◆ **Goal of the exercise**: Output the lines below without changing anything in them.

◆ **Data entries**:
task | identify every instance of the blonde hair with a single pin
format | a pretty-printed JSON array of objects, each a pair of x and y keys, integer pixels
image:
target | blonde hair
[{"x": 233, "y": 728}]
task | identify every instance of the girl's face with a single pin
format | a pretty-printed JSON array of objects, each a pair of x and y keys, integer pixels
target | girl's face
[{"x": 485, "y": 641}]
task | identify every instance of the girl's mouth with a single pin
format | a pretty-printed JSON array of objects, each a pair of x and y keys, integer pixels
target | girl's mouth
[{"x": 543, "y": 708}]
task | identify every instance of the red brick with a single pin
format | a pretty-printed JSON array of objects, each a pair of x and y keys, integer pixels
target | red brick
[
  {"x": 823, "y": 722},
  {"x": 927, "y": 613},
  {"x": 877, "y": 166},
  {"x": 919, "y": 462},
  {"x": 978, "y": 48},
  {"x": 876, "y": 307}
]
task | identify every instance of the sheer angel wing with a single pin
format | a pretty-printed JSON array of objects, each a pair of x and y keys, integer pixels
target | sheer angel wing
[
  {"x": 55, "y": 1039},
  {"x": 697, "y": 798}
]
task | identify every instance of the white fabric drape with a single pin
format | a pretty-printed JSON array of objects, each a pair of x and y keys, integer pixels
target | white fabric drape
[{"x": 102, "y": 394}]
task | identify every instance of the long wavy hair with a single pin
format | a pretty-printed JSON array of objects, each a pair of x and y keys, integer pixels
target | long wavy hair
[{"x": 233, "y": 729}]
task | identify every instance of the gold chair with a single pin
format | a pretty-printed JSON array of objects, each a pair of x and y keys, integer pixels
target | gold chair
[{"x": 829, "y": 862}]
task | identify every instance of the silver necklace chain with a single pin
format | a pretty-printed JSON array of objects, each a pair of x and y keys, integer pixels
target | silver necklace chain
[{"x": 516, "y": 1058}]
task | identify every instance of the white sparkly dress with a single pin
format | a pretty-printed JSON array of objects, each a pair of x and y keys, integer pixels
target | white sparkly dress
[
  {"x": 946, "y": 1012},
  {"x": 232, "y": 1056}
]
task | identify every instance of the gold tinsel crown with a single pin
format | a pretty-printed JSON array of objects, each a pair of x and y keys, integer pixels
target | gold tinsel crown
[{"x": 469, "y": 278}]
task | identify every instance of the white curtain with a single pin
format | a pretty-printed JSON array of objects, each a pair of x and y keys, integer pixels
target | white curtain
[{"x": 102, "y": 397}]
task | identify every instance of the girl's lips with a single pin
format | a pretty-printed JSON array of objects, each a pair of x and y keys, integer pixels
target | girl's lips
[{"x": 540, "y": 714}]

◆ **Task response**:
task | identify every instance of the blonde hair with a single pin
format | a pretty-printed JSON array of objects, each a pair of x and y keys, integer pixels
image:
target | blonde hair
[{"x": 233, "y": 728}]
task | identify every instance of the girl's face with a single pin
format | a pretty-printed JSON array of objects, each a pair of x and y keys, integer pixels
target | girl's face
[{"x": 485, "y": 641}]
task | identify every instance of the girl's mouth with a single pin
format | a pretty-printed JSON array of objects, each a pair of x and y keys, integer pixels
target | girl's mouth
[{"x": 543, "y": 708}]
task | identify every instance of the red brick with a single pin
format | a pretty-printed JSON array of objects, each a pair of x and y keys, integer pixels
target | red brick
[
  {"x": 823, "y": 722},
  {"x": 927, "y": 613},
  {"x": 877, "y": 166},
  {"x": 919, "y": 462},
  {"x": 978, "y": 48},
  {"x": 876, "y": 307}
]
task | identify every instance of the sheer angel wing with a single pin
format | a pretty-printed JSON array of objects, each a pair of x and y keys, integer pixels
target | sheer angel wing
[
  {"x": 55, "y": 1039},
  {"x": 697, "y": 798}
]
task | identify every instance of the white fabric drape with a single pin
format | a pretty-printed JSON array of objects, each a pair of x and y keys, integer pixels
target | white fabric drape
[{"x": 102, "y": 394}]
task | identify every instance of the long wavy hair with a single pin
format | a pretty-printed JSON array of objects, each a pair of x and y keys, integer pixels
target | long wavy hair
[{"x": 233, "y": 729}]
task | identify every instance of the gold chair with a single pin
format | a pretty-printed JSON array of objects, each a pair of x and y keys, integer pixels
target | gold chair
[{"x": 829, "y": 862}]
task | identify every instance of the silver necklace chain with a single pin
format | a pretty-printed JSON array of objects, each a pair of x and y keys, integer pixels
target | silver necklace chain
[{"x": 516, "y": 1058}]
task | identify every instance of the white sparkly dress with a single pin
format | a pretty-printed JSON array of objects, each a pair of x and y keys, integer pixels
target | white sparkly dress
[
  {"x": 946, "y": 1012},
  {"x": 232, "y": 1056}
]
task | identify every instance of the gold tinsel crown with a single pin
format | a pretty-printed JSON array of objects, each a pair of x and y keys, integer pixels
target | gold tinsel crown
[{"x": 469, "y": 278}]
task | identify every instance of the white curtain with a single pin
format | a pretty-printed JSON array of objects, each a pair of x and y keys, integer pixels
target | white curtain
[{"x": 102, "y": 397}]
task | identify every instance of the girl's lips with a single pin
format | a pretty-printed JSON array of objects, each a pair of x and y keys, integer pixels
target | girl's lips
[{"x": 540, "y": 714}]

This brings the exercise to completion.